YOUR TASK: Go line by line through the listing below and copy those that hold "snow".

RECORD EXTRACTS:
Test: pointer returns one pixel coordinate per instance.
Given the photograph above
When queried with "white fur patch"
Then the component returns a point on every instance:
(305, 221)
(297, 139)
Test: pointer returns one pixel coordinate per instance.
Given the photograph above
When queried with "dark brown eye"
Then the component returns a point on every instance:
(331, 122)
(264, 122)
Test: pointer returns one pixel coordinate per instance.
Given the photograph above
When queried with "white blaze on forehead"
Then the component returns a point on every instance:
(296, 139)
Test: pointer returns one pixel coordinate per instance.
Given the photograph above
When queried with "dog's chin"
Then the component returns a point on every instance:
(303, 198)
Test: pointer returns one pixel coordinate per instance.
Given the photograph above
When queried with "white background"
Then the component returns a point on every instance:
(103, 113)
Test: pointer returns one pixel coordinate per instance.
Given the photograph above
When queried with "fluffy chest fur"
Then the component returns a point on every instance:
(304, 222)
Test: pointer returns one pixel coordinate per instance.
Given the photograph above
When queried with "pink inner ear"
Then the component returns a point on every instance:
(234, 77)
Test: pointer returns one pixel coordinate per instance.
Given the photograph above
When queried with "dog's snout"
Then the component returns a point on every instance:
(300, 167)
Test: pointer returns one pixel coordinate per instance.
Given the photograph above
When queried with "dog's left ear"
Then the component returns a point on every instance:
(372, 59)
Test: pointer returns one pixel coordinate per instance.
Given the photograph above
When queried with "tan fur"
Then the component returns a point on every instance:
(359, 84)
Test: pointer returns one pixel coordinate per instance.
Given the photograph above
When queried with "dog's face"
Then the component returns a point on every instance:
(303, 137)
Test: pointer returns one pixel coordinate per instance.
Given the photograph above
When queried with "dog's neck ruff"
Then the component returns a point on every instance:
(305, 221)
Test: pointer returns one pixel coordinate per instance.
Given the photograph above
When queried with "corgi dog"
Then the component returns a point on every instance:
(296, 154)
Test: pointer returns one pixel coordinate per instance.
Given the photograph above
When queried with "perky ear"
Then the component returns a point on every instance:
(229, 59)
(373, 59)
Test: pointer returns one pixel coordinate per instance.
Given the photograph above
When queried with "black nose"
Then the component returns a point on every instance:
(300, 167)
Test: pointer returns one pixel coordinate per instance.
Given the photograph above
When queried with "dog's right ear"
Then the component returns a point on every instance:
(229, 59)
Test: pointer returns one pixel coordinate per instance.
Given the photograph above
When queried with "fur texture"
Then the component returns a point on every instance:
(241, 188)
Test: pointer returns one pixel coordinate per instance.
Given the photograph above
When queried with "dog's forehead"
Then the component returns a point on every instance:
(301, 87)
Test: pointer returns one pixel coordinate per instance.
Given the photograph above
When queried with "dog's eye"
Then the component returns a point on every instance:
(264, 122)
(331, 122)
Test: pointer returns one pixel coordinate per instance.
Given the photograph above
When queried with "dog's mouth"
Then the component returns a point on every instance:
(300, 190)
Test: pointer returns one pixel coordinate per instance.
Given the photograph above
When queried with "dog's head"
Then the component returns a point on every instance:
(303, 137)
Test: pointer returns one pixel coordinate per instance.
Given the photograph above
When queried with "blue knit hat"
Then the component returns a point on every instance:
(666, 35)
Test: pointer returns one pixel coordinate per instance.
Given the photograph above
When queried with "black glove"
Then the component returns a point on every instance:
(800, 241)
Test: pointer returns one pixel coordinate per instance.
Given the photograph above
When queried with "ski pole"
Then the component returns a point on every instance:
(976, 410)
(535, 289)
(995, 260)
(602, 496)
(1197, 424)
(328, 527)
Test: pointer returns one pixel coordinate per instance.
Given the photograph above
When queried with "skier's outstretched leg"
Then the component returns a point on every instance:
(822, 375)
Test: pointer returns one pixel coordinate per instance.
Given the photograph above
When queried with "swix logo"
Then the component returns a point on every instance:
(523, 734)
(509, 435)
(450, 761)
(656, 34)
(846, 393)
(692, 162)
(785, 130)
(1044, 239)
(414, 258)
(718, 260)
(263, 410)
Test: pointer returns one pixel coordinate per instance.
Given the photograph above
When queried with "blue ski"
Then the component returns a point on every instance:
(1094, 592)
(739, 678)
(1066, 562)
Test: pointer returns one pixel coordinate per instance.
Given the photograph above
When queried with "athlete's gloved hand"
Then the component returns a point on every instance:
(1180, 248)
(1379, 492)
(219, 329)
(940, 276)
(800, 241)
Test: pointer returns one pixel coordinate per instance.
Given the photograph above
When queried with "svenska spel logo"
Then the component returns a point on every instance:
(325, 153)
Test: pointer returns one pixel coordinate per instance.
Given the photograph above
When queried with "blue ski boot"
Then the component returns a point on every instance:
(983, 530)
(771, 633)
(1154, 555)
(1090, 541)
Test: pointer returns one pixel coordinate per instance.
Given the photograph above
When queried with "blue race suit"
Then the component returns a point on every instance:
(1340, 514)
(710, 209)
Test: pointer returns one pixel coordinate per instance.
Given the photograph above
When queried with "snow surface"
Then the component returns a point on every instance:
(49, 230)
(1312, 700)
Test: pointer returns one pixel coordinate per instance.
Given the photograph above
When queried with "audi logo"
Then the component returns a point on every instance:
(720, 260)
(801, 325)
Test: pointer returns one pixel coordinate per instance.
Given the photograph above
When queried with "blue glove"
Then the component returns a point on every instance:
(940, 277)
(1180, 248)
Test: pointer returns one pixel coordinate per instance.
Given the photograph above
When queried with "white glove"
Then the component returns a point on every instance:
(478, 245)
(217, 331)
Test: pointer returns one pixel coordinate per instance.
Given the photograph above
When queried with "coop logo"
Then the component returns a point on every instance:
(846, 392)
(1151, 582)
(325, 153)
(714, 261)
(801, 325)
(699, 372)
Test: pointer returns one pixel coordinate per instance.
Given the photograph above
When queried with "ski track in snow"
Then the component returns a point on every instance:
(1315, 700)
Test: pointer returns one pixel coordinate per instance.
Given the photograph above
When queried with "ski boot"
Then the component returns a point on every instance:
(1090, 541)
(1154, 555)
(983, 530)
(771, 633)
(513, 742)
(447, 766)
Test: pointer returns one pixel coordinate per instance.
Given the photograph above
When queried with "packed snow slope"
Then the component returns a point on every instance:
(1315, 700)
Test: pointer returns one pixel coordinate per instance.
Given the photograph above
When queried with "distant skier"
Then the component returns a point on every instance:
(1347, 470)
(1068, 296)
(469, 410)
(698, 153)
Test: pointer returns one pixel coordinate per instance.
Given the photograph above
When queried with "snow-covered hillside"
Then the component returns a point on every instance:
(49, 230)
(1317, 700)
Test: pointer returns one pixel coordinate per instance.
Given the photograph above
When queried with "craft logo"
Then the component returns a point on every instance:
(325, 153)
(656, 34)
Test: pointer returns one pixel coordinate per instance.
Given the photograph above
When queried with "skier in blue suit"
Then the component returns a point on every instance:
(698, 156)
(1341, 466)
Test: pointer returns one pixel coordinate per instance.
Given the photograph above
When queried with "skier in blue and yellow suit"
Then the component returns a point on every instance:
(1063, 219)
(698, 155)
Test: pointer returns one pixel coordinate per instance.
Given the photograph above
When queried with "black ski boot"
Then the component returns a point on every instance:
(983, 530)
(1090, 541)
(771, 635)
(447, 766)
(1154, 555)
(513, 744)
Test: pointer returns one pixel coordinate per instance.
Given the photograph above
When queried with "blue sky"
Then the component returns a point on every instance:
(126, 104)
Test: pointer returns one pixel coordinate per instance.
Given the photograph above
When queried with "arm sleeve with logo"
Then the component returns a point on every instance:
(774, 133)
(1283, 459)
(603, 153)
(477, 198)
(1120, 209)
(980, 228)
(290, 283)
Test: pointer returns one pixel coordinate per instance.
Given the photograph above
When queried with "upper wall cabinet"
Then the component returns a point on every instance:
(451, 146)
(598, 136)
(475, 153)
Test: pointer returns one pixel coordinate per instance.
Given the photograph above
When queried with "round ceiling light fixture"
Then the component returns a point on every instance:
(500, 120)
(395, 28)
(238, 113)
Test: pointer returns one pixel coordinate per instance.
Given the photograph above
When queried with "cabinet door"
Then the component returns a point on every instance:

ANSWER SECTION:
When queried with "snow surface"
When queried with "ski track in snow"
When queried with "packed snow slope"
When queried with "snow-covered hillside"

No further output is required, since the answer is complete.